> TASK STATEMENT:
Pull out each line of the material below that contains the string "white". Treat uppercase and lowercase letters as different.

Items for region labeling:
# # # # # # #
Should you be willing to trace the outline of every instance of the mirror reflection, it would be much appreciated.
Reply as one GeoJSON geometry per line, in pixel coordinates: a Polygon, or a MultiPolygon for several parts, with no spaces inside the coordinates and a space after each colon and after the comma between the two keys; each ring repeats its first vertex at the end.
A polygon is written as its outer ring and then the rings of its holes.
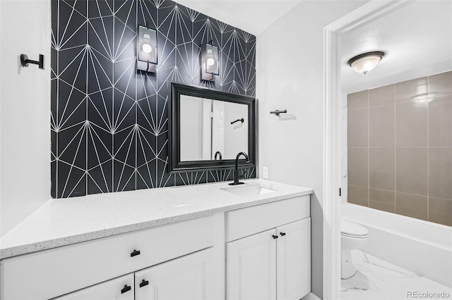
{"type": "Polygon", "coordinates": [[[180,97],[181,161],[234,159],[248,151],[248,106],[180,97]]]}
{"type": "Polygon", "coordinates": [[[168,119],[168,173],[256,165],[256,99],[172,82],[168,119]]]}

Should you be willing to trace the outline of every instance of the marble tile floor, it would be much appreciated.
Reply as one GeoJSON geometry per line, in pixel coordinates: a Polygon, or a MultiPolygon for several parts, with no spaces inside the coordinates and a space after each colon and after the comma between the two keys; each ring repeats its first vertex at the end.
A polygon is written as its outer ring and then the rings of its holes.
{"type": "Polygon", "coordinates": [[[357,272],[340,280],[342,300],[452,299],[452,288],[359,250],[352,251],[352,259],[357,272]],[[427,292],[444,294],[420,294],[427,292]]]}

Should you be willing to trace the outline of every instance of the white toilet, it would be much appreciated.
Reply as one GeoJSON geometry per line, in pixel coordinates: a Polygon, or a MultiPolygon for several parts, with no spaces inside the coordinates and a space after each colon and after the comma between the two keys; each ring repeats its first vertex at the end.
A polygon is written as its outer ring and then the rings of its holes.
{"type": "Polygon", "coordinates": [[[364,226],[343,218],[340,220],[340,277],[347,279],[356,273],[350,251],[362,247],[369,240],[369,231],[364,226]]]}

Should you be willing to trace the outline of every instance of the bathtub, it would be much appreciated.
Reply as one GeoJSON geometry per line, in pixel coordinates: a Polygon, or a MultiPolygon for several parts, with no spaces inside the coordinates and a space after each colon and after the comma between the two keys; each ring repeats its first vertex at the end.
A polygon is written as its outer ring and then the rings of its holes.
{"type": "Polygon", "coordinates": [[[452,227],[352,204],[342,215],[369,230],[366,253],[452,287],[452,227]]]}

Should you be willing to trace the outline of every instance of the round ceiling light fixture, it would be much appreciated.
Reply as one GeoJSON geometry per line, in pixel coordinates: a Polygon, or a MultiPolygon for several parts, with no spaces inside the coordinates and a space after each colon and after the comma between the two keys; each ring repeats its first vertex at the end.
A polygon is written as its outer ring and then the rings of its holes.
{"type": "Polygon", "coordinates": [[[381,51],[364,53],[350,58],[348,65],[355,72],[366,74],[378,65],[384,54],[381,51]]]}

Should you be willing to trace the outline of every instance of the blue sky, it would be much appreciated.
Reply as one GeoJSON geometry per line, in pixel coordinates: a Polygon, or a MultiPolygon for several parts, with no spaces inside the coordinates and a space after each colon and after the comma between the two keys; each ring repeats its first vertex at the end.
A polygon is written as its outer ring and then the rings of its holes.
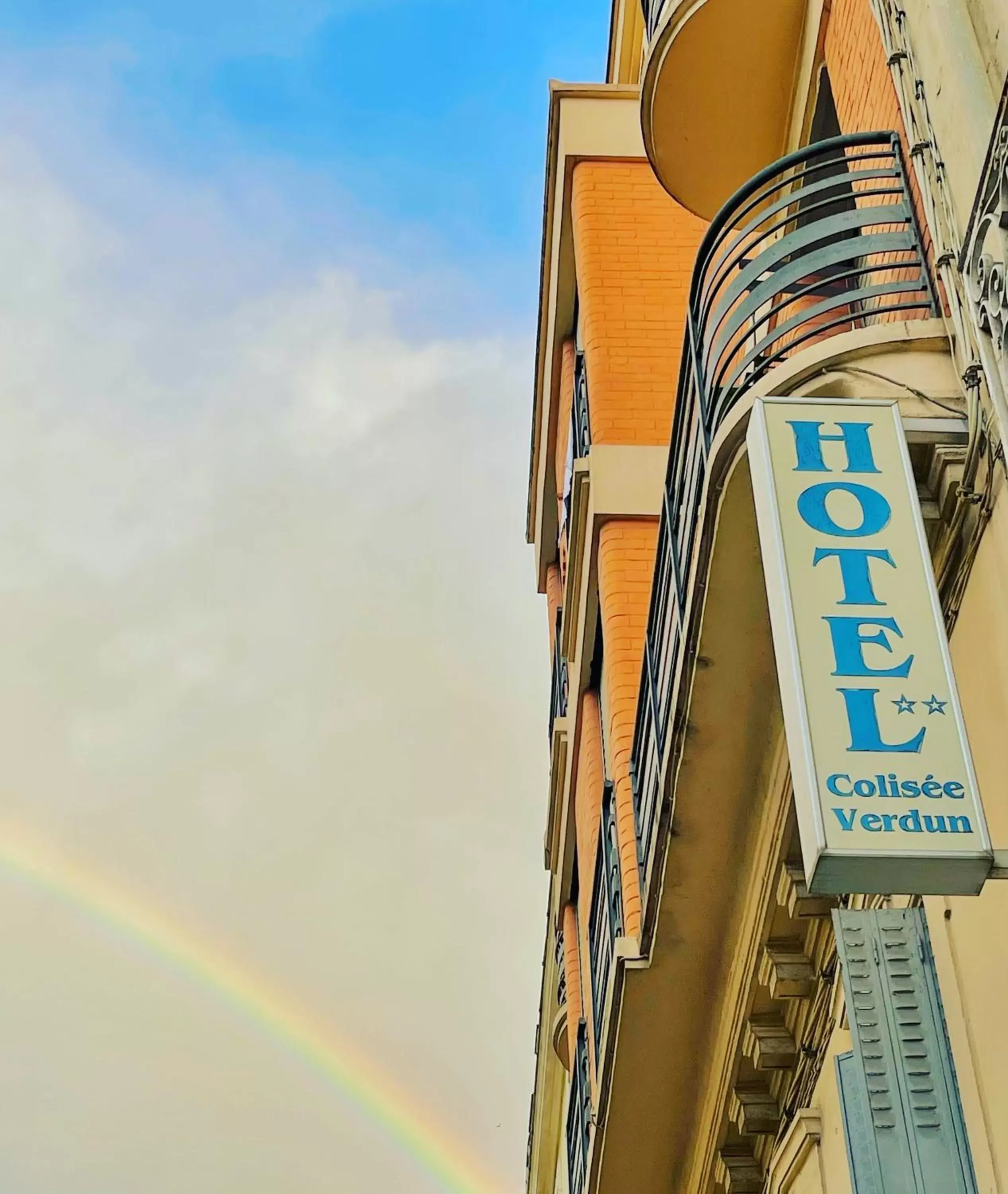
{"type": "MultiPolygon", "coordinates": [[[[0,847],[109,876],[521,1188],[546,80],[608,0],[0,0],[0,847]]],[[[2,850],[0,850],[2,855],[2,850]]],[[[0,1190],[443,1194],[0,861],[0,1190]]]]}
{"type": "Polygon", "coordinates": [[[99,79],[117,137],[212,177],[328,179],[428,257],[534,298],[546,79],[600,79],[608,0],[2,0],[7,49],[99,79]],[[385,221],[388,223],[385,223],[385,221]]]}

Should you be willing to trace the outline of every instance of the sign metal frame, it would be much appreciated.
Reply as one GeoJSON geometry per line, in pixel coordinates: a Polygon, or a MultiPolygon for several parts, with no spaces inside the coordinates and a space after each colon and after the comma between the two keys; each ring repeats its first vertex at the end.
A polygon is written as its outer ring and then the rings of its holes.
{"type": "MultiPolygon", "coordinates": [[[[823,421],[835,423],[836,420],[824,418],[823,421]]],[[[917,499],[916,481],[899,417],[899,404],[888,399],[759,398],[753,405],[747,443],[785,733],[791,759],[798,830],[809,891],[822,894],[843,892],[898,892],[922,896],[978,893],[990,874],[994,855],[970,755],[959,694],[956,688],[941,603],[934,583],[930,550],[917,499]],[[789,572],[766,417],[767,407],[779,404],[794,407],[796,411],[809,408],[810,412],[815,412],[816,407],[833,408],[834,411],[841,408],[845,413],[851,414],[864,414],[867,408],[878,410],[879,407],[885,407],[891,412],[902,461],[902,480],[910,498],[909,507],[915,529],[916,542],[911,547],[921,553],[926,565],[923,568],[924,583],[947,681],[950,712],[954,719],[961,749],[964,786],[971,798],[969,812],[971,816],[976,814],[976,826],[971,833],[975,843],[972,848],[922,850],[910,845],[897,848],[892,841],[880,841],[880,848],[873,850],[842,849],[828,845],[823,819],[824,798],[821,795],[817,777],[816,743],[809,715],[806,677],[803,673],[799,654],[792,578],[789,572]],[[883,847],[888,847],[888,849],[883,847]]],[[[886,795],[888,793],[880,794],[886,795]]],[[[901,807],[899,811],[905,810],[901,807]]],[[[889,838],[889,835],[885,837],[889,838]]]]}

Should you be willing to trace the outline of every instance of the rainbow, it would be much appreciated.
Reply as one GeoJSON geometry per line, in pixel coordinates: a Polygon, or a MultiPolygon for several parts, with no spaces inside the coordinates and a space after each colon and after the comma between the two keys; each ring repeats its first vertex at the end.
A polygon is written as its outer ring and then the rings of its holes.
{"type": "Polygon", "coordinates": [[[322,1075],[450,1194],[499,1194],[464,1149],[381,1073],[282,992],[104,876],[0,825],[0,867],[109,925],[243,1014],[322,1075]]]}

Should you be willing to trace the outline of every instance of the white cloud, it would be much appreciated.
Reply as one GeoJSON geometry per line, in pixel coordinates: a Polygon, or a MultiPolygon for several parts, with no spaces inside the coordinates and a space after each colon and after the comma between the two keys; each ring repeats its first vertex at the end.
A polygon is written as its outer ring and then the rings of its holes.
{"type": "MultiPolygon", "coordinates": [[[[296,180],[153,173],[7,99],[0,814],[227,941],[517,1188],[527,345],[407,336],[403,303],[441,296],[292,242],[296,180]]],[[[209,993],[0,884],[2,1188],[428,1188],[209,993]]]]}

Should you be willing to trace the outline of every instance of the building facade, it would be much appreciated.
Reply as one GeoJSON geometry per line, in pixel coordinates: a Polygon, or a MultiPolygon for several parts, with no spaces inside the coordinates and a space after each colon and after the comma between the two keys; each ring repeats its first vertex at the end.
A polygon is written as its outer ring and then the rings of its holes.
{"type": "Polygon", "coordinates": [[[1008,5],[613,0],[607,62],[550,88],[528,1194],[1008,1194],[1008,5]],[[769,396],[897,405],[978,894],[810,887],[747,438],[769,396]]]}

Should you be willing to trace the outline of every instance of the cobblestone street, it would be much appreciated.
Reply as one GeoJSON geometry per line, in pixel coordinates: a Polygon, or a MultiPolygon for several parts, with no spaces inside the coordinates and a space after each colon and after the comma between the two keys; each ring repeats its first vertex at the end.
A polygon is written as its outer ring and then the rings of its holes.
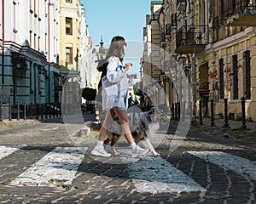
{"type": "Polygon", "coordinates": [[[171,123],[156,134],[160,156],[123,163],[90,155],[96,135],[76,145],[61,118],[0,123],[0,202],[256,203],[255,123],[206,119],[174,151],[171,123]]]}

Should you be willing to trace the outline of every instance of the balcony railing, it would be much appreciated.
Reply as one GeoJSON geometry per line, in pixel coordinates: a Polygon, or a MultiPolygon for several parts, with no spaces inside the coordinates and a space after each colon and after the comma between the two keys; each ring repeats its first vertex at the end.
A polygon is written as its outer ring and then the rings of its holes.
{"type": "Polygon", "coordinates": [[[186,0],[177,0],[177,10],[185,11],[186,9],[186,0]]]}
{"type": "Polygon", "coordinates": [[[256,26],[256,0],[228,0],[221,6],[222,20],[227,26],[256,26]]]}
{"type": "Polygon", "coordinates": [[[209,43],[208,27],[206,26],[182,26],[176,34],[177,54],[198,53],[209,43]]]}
# # # # # # #
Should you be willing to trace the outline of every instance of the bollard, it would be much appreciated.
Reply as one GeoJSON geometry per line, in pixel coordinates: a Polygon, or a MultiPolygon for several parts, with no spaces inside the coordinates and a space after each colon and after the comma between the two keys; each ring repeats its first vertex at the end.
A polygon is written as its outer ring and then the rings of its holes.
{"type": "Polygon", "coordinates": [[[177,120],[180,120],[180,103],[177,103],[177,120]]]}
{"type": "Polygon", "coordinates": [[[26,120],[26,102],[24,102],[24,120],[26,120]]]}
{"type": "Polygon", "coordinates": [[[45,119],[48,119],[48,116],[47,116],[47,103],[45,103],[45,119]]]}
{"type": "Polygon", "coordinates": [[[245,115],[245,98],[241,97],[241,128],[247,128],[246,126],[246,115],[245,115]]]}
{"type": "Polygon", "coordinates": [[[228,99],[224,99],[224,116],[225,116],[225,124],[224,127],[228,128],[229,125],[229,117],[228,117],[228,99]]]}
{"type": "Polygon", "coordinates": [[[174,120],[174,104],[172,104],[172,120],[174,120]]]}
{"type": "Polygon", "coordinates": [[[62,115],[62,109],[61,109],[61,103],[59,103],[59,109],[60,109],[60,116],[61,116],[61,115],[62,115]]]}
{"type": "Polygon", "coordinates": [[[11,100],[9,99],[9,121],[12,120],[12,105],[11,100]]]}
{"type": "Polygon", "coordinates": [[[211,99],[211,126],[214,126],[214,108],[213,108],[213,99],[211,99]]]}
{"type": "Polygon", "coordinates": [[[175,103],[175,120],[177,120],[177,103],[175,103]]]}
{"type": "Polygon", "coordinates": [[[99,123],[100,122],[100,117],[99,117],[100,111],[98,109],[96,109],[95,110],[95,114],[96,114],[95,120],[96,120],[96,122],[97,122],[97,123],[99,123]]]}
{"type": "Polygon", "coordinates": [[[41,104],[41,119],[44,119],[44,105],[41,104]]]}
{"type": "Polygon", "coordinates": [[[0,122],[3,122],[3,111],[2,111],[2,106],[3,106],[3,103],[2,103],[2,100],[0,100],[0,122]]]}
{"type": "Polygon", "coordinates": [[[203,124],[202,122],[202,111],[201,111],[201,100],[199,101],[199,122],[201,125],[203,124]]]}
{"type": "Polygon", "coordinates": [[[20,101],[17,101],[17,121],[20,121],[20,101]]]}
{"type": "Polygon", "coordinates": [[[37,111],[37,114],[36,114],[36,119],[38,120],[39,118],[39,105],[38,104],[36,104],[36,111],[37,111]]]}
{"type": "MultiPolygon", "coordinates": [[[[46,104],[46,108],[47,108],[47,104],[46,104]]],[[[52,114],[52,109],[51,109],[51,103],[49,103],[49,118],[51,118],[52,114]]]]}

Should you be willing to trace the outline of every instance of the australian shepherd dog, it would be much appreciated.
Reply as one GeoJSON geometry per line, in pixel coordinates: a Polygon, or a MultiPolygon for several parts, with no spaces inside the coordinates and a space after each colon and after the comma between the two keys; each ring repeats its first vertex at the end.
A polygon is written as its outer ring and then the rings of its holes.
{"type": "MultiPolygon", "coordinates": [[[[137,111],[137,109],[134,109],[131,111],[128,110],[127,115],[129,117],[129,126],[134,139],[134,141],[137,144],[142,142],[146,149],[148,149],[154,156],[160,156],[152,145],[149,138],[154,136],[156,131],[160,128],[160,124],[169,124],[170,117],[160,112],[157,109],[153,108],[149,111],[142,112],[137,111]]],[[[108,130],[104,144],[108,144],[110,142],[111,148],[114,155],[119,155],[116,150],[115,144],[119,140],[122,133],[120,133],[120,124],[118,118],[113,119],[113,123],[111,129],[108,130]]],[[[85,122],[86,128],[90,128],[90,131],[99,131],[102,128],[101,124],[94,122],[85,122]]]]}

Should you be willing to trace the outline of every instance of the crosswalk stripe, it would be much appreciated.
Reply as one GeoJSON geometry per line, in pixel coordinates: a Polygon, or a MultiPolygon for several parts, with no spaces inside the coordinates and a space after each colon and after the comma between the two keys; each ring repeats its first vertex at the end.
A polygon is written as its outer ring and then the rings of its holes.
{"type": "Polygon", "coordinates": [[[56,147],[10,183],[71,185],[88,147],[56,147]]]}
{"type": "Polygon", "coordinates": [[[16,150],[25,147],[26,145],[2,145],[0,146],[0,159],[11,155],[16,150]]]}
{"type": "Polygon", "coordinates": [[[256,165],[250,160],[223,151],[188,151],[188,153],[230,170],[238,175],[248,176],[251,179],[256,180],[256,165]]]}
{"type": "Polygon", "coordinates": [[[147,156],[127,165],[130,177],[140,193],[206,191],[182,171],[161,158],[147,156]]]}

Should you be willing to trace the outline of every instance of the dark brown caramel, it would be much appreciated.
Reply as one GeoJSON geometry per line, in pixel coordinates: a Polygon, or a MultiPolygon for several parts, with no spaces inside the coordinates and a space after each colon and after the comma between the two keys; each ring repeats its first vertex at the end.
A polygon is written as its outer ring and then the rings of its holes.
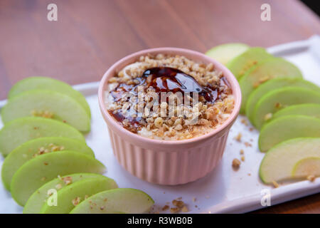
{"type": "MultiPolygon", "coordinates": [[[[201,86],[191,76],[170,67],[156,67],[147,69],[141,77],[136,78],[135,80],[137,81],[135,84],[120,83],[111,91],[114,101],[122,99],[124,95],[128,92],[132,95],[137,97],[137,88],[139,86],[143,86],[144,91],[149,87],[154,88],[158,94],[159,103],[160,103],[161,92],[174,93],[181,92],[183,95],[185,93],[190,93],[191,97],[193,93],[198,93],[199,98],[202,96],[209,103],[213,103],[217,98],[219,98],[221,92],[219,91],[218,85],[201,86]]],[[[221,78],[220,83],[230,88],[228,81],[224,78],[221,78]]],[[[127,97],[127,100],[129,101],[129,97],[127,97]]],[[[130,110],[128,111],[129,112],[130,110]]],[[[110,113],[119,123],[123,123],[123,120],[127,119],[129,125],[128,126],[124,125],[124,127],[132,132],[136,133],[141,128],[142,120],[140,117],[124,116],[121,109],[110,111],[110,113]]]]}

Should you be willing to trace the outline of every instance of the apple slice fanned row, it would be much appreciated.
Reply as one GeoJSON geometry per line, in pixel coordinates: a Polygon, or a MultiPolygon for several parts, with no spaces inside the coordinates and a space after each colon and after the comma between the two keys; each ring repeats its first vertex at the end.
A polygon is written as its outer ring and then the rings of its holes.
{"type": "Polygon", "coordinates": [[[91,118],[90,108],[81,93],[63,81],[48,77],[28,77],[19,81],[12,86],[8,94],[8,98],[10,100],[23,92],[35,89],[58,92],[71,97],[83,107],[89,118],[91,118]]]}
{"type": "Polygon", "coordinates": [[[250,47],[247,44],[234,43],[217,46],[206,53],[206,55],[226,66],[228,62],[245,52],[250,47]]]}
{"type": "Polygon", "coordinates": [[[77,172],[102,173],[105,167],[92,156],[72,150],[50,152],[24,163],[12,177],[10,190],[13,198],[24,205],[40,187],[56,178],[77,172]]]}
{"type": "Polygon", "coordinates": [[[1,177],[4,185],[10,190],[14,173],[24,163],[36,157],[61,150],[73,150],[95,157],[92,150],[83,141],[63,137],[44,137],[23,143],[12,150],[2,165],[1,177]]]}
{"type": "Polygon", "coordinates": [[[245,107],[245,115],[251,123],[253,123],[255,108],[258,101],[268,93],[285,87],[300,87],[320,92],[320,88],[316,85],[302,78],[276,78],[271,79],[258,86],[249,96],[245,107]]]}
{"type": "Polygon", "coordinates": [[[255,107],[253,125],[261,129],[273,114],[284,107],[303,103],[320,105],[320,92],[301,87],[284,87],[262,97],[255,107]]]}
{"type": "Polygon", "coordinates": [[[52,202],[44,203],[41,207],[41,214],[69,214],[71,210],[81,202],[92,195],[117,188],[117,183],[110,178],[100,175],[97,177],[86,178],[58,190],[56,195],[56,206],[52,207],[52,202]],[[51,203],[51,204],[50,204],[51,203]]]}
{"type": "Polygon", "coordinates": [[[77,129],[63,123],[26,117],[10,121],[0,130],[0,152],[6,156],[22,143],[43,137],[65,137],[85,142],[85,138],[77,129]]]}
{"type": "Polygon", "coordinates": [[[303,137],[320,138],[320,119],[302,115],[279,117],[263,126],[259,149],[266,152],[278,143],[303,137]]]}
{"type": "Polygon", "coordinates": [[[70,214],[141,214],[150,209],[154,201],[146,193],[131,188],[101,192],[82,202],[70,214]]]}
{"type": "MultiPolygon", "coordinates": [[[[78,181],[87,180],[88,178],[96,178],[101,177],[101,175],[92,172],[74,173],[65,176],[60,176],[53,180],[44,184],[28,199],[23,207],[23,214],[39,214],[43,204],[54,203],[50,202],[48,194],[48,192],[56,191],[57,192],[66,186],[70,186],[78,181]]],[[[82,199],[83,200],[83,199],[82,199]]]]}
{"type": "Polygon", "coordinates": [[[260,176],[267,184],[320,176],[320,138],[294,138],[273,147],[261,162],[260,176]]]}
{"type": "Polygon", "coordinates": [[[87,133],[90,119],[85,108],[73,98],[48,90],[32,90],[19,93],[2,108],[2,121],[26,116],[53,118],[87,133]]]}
# # # # # # #
> ANSWER FOR THIS EXERCISE:
Should you be willing to trace the outline of every instance of the white toilet, it would be much appreciated.
Should you be willing to trace the outline of every instance of the white cloud, it would be much appreciated.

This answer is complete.